## Gegeven tekst
Daarnaast wees de kantonrechter de vordering van Stichting Woonplus tot incassokosten en rente af, omdat er sprake was van een oneerlijke boetebepaling in de huurovereenkomst. De kantonrechter concludeerde dat de bepalingen in de huurovereenkomst niet in overeenstemming waren met de wet, waardoor Stichting Woonplus geen aanspraak kon maken op deze kosten. De proceskosten werden door de partijen zelf gedragen, en het vonnis werd uitvoerbaar bij voorraad verklaard, wat betekent dat het onmiddellijk uitgevoerd kan worden, ook als er hoger beroep wordt aangetekend.

Uitspraak

RECHTBANK ROTTERDAM

zaaknummer: 10925160 CV EXPL 24-3414
datum uitspraak: 6 december 2024
Vonnis van de kantonrechter
in de zaak van
Stichting Woonplus Schiedam,
vestigingsplaats: Schiedam
eiseres,
gemachtigde: AGIN Timmermans Gerechtsdeurwaarders,
tegen:
[gedaagde],
woonplaats: [woonplaats],
gedaagde,
gemachtigde: mr. M. de Kok.
De partijen worden hierna ‘Stichting Woonplus’ en ‘[gedaagde]’ genoemd.

1.De procedure

1.1.
Het dossier bestaat uit de volgende processtukken:
  • de dagvaarding van 5 februari 2024, met bijlagen;
  • het antwoord, met bijlagen;
  • de akte van [gedaagde] van 23 september 2024, met bijlagen;
  • de akte van Stichting Woonplus, met vermindering van eis, van 21 oktober 2024, met bijlagen.

## Werkopdrachten
A. Op welke datum deed de kantonrechter uitspraak in de zaak van Stichting Woonplus?
B. Schrijf de uitspraak over Stichting Woonplus verder, te beginnen na de laatst genoemde akte.

(Gegevens voor positiebepaling)
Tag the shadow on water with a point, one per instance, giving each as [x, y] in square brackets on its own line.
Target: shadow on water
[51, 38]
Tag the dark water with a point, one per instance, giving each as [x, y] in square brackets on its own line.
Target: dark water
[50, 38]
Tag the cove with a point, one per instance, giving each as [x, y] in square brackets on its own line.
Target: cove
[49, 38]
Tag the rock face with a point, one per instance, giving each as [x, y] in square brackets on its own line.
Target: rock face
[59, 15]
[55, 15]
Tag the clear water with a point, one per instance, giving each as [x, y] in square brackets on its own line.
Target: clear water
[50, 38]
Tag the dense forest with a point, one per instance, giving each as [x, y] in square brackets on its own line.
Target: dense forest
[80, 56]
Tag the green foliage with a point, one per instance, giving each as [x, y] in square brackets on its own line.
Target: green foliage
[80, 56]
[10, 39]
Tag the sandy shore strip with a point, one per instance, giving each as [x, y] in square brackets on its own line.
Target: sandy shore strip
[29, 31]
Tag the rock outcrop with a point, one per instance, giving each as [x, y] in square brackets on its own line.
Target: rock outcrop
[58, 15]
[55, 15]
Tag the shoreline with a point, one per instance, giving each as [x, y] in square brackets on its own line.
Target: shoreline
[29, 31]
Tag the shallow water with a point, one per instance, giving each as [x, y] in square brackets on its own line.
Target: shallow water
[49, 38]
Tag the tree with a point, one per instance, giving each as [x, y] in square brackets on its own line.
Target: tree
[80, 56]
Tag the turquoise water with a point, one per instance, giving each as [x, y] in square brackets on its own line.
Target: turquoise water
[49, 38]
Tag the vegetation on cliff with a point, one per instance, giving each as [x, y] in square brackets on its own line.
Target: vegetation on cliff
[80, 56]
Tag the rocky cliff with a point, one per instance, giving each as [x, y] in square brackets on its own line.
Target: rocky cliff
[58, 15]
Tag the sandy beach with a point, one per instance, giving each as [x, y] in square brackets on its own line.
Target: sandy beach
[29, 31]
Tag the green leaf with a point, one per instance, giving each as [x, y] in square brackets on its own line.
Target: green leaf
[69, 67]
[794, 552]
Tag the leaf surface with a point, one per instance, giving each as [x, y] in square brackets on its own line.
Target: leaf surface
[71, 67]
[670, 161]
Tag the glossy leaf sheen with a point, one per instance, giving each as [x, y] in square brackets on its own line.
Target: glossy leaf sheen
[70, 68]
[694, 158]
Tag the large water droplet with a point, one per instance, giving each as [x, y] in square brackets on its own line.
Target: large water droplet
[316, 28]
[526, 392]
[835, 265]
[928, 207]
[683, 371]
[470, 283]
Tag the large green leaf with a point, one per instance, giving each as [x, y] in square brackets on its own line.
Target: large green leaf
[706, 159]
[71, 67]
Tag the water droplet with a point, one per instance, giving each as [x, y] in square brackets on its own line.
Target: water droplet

## Antwoorden
A. Op 6 december 2024.

B.
1.2.
Op 27 augustus 2024 is de zaak tijdens een zitting besproken. Daarbij waren [naam 1] namens Stichting Woonplus en [naam 2] namens de gemachtigde aanwezig. [gedaagde] was met haar gemachtigde aanwezig.

2.De beoordeling

Waar gaat de zaak over?
2.1.
[gedaagde] huurt sinds 17 september 2020 een woonruimte aan [adres] van Stichting Woonplus. De huur is nu € 675,73 per maand. Omdat er een huurachterstand is ontstaan eist Stichting Woonplus ontbinding van de huurovereenkomst. Ook eist Stichting Woonstad ontruiming van de woonruimte en betaling van de achterstand, met rente en kosten. De kantonrechter wijst een gedeelte van de gevorderde huur toe. De eis tot ontbinding van de huurovereenkomst en ontruiming van de woonruimte wordt
afgewezen. Hieronder wordt uitgelegd waarom.
Huurachterstand
2.2.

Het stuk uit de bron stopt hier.